### WHAT THIS EXERCISE ASKS:
a: In the patch announcement about kv*alloc, why is it acceptable for these functions to hand back memory that is only virtually contiguous? Answer in one to three sentences.
b: Retype the part of the patch announcement between "In this patch" and "generic APIs instead.", inclusive.

# Start of PAGE

* [PATCH 0/9] mm: generic adaptive large memory allocation APIs
@ 2010-05-13 9:49 Changli Gao
2010-05-13 15:04 ` James Bottomley
0 siblings, 1 reply; 3+ messages in thread
From: Changli Gao @ 2010-05-13 9:49 UTC (permalink / raw)
To: akpm
Cc: Hoang-Nam Nguyen, Christoph Raisch, Roland Dreier, Sean Hefty,
Hal Rosenstock, Divy Le Ray, James E.J. Bottomley,
Theodore Ts'o, Andreas Dilger, Alexander Viro, Paul Menage,
Li Zefan, linux-rdma, linux-kernel, netdev, linux-scsi,
linux-ext4, linux-fsdevel, linux-mm, containers, Changli Gao
generic adaptive large memory allocation APIs
kv*alloc are used to allocate large contiguous memory and the users don't mind
whether the memory is physically or virtually contiguous. The allocator always
try its best to allocate physically contiguous memory first.
In this patch set, some APIs are introduced: kvmalloc(), kvzalloc(), kvcalloc(),
kvrealloc(), kvfree() and kvfree_inatomic().
Some code are converted to use the new generic APIs instead.

# End of PAGE
# Start of RECORDED DATA

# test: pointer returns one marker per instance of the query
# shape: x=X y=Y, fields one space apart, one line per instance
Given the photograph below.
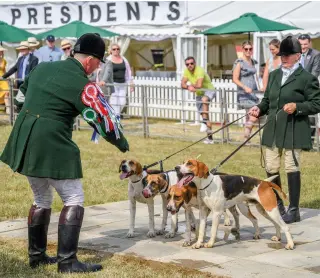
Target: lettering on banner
x=104 y=13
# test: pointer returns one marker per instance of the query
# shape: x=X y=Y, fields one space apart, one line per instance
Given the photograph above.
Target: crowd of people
x=290 y=94
x=113 y=75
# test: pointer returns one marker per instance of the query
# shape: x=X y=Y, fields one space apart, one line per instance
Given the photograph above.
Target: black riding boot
x=294 y=184
x=70 y=223
x=38 y=223
x=280 y=204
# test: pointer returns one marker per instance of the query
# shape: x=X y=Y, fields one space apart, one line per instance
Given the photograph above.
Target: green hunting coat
x=40 y=144
x=284 y=130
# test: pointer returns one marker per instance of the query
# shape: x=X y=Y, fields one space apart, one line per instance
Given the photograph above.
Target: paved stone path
x=105 y=227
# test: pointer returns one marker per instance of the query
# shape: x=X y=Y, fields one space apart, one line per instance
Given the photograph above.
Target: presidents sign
x=51 y=15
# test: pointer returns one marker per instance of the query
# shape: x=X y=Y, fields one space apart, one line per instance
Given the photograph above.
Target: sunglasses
x=304 y=37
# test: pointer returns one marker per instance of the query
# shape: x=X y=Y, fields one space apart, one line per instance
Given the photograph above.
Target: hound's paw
x=275 y=238
x=197 y=245
x=151 y=234
x=193 y=227
x=290 y=246
x=160 y=232
x=187 y=243
x=226 y=235
x=170 y=235
x=130 y=234
x=236 y=233
x=208 y=244
x=227 y=222
x=257 y=236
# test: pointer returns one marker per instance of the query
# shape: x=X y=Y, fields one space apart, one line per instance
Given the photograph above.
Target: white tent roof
x=200 y=15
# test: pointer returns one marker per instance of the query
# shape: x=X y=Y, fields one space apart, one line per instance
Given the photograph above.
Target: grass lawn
x=102 y=184
x=101 y=161
x=13 y=264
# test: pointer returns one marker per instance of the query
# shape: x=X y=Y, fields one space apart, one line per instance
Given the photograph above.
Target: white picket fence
x=164 y=98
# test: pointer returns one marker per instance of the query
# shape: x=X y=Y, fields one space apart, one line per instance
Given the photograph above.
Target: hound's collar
x=207 y=185
x=168 y=181
x=144 y=174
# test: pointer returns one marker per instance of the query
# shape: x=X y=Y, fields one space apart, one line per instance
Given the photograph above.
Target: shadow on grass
x=310 y=213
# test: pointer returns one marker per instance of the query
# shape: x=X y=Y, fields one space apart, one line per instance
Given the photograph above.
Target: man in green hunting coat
x=41 y=147
x=291 y=95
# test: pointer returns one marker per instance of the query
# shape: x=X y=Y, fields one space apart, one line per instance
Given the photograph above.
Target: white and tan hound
x=217 y=192
x=132 y=170
x=160 y=183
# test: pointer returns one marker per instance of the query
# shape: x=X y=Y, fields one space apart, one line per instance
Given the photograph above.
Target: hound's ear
x=138 y=169
x=123 y=161
x=203 y=170
x=187 y=195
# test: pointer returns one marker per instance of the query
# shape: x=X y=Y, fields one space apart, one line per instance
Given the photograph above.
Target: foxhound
x=217 y=192
x=132 y=170
x=160 y=183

# End of RECORDED DATA

### OUTPUTS:
a: The users of kv*alloc need large contiguous memory but don't mind whether it is physically or virtually contiguous. The allocator still tries its best to get physically contiguous memory first.

b:
In this patch set, some APIs are introduced: kvmalloc(), kvzalloc(), kvcalloc(),
kvrealloc(), kvfree() and kvfree_inatomic().
Some code are converted to use the new generic APIs instead.